* TASK *
Starting with the line containing "Task: Indicate the bald" and continuing through the end of the records, swap "rectangular window" for "rectangular pane". Reproduce those lines with no other changes.

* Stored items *
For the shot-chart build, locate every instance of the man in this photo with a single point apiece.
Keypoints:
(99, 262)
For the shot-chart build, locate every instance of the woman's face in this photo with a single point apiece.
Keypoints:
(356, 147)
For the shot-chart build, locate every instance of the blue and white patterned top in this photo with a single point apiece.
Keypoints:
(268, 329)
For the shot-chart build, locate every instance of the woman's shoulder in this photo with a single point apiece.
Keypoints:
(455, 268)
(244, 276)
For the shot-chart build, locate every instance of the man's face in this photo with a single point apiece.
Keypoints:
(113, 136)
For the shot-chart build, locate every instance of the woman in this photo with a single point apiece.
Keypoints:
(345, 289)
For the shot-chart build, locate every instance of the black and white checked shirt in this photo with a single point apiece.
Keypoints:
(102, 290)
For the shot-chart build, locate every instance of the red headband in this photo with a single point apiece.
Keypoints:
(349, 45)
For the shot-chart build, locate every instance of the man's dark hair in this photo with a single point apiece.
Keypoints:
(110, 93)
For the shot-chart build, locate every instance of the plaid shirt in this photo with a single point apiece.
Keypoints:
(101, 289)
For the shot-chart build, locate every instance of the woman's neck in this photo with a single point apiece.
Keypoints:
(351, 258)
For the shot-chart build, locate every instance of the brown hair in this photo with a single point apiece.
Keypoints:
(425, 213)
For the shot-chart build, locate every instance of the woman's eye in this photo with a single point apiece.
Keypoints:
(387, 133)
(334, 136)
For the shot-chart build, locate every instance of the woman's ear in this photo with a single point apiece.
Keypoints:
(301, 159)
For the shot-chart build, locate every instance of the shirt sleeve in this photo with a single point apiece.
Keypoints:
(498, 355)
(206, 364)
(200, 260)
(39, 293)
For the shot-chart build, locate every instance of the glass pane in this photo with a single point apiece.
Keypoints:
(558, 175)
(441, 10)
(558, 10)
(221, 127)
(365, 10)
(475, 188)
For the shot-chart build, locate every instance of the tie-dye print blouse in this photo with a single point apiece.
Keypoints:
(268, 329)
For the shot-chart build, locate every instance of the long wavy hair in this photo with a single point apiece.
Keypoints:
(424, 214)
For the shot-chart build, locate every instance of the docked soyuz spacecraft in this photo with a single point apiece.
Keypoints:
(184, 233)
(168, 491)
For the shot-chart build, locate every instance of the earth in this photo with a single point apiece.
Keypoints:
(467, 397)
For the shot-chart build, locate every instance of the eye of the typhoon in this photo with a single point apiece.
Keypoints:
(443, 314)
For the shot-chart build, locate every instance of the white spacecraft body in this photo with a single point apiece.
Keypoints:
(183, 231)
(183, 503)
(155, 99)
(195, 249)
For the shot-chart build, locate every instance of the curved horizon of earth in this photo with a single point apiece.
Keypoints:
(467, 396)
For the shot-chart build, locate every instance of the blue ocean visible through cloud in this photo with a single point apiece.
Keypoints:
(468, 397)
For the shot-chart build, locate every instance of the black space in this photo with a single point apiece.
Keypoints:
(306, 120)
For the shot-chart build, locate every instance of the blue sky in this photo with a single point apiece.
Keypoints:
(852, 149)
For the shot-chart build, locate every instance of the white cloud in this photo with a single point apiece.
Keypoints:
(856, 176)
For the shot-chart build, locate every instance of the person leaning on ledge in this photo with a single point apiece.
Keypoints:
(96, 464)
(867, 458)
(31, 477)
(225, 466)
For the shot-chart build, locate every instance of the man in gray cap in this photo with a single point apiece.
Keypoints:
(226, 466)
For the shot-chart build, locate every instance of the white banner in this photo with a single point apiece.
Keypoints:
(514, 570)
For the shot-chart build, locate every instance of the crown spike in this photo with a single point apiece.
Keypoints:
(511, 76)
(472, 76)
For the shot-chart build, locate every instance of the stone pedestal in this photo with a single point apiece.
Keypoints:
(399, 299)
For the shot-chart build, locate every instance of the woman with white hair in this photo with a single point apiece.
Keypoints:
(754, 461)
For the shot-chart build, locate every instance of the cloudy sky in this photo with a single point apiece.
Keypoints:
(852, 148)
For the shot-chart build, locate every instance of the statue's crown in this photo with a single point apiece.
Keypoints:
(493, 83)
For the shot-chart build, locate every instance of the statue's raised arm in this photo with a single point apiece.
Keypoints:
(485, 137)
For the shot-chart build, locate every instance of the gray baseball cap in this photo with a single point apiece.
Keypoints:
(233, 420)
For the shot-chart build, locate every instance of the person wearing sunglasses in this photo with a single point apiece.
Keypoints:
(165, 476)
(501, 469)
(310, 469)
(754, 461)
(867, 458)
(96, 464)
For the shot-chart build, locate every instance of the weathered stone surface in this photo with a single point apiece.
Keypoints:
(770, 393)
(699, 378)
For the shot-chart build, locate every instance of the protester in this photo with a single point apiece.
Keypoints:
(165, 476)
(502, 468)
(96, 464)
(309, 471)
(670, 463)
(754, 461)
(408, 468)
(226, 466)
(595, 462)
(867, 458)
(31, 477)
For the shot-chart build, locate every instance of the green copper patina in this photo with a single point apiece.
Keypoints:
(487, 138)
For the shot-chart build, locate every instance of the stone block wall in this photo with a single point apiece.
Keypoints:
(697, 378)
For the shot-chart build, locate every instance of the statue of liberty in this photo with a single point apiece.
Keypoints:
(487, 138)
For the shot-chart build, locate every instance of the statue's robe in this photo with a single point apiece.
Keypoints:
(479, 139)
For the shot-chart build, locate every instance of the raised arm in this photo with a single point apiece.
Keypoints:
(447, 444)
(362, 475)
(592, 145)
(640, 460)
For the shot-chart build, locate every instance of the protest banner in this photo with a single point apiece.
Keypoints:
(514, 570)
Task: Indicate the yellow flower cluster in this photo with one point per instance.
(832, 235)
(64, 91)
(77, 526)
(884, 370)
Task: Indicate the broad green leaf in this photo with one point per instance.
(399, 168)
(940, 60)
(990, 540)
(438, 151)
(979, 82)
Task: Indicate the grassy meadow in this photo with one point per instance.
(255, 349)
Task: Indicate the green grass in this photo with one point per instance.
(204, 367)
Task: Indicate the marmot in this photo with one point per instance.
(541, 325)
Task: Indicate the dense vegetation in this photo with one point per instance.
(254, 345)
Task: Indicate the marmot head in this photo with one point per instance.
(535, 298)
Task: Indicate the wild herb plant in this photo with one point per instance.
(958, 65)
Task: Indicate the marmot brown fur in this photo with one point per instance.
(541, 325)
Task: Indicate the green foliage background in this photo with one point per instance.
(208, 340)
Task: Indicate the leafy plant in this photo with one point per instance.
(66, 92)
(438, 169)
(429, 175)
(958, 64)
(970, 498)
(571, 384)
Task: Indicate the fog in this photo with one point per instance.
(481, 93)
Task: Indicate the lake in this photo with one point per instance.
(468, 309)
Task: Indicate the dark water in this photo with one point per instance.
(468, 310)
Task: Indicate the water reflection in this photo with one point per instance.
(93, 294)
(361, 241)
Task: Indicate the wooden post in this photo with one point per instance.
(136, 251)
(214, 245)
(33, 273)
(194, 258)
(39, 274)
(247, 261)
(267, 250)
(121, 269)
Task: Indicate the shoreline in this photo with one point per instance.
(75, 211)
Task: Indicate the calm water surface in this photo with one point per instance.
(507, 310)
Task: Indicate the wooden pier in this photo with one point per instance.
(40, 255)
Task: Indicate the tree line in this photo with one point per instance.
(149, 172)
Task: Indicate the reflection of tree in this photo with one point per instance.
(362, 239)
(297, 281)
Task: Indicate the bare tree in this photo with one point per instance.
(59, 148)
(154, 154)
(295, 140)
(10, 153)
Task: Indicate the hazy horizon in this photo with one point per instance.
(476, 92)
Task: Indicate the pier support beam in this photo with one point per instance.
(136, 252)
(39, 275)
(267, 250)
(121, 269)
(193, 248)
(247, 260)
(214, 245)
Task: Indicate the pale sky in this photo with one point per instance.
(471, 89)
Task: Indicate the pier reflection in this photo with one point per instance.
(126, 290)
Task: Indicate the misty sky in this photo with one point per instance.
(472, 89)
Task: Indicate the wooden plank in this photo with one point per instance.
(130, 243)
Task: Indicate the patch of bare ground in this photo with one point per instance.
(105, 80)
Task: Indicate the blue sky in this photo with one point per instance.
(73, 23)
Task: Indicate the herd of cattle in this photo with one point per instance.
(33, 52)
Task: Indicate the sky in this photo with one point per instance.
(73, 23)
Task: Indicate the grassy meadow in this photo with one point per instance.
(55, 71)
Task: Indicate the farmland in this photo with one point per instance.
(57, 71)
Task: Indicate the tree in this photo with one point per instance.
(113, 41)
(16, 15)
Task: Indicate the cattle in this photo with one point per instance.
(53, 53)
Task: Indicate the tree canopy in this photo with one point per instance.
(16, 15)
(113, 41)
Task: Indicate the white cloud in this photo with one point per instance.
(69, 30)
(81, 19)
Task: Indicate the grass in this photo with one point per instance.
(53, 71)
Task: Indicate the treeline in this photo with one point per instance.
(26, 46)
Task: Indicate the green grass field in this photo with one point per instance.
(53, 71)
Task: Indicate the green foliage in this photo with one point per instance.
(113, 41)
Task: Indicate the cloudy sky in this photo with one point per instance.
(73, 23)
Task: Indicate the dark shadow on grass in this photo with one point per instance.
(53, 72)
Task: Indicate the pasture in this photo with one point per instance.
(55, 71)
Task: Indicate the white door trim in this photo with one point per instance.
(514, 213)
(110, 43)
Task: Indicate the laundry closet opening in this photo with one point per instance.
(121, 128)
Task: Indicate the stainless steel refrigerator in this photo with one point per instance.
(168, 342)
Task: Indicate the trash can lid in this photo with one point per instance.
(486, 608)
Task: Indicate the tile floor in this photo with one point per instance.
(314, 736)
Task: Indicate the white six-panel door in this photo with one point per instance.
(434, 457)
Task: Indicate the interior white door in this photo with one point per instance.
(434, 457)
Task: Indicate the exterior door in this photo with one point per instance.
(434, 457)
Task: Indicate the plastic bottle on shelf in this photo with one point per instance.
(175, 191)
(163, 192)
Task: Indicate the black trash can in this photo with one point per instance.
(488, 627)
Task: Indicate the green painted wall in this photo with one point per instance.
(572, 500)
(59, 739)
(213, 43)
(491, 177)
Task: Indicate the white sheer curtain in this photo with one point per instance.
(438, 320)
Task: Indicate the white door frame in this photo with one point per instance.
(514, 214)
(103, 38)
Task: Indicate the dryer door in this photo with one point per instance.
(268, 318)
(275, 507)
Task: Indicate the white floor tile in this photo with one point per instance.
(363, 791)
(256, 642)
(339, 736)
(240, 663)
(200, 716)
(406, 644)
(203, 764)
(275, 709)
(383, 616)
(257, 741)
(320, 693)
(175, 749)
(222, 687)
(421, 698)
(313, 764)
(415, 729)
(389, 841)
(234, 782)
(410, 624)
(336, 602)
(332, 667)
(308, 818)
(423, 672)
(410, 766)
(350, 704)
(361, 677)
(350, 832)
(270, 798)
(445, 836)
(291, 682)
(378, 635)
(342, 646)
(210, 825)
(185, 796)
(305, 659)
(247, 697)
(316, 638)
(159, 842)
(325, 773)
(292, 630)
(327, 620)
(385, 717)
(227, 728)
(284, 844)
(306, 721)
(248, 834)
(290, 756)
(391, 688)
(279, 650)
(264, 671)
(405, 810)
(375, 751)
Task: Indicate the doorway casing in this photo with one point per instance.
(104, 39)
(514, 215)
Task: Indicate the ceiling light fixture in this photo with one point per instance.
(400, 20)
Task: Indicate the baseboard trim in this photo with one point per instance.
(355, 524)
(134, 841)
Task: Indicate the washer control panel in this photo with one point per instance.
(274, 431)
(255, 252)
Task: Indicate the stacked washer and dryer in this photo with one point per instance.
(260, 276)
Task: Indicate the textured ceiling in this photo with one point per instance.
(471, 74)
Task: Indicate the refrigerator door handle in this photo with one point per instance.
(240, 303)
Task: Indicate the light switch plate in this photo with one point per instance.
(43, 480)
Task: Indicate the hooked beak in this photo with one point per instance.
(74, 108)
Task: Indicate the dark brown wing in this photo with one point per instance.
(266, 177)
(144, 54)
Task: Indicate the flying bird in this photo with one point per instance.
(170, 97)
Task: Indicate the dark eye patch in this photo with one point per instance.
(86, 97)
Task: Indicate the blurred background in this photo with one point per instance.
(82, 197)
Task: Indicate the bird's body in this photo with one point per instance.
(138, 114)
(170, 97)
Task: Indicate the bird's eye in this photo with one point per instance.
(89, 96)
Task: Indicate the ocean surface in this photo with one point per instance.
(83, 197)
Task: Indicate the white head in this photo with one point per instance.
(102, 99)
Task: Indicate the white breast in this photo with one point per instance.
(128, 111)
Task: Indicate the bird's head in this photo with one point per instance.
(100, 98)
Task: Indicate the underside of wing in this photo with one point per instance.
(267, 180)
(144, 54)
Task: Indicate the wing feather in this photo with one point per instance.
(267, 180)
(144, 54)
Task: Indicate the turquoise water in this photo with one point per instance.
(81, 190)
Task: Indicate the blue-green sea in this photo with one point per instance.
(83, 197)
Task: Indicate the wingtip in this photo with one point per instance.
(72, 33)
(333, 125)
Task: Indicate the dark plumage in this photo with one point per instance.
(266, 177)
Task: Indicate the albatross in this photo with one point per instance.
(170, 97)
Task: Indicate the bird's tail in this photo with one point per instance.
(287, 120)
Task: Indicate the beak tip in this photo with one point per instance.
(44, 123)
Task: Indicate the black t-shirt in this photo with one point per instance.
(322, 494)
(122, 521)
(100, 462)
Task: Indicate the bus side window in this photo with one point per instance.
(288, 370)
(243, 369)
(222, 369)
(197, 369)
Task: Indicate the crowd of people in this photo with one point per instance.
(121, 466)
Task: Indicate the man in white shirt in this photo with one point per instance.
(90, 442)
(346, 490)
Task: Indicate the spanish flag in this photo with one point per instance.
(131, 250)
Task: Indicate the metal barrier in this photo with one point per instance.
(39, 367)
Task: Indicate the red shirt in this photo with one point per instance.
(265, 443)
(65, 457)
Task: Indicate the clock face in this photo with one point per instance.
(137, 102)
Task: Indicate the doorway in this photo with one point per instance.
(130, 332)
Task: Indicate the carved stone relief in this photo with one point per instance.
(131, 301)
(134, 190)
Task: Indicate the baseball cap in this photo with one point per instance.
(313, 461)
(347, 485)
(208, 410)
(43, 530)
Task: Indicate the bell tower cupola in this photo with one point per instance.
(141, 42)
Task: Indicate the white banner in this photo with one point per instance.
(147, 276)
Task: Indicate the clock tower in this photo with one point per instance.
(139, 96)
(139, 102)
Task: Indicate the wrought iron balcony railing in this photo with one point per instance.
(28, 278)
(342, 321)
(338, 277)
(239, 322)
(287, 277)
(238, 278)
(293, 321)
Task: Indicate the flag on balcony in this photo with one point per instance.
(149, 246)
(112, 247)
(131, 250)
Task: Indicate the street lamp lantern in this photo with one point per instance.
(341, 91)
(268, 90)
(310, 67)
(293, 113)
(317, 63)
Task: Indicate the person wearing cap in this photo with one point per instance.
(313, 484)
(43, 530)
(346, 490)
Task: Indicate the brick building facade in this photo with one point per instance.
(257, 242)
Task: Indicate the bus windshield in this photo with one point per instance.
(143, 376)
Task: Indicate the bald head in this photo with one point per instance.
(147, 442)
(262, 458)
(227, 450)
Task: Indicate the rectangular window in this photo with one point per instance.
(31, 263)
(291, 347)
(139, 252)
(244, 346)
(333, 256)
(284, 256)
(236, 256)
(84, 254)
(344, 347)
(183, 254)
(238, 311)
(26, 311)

* TASK RESPONSE *
Task: Indicate the bald head in this photo with one point per instance.
(147, 442)
(262, 458)
(227, 450)
Task: Indicate the rectangular pane in this photo with one point per instance.
(31, 263)
(291, 347)
(139, 252)
(244, 346)
(333, 256)
(284, 256)
(236, 256)
(84, 254)
(344, 347)
(183, 254)
(238, 311)
(26, 311)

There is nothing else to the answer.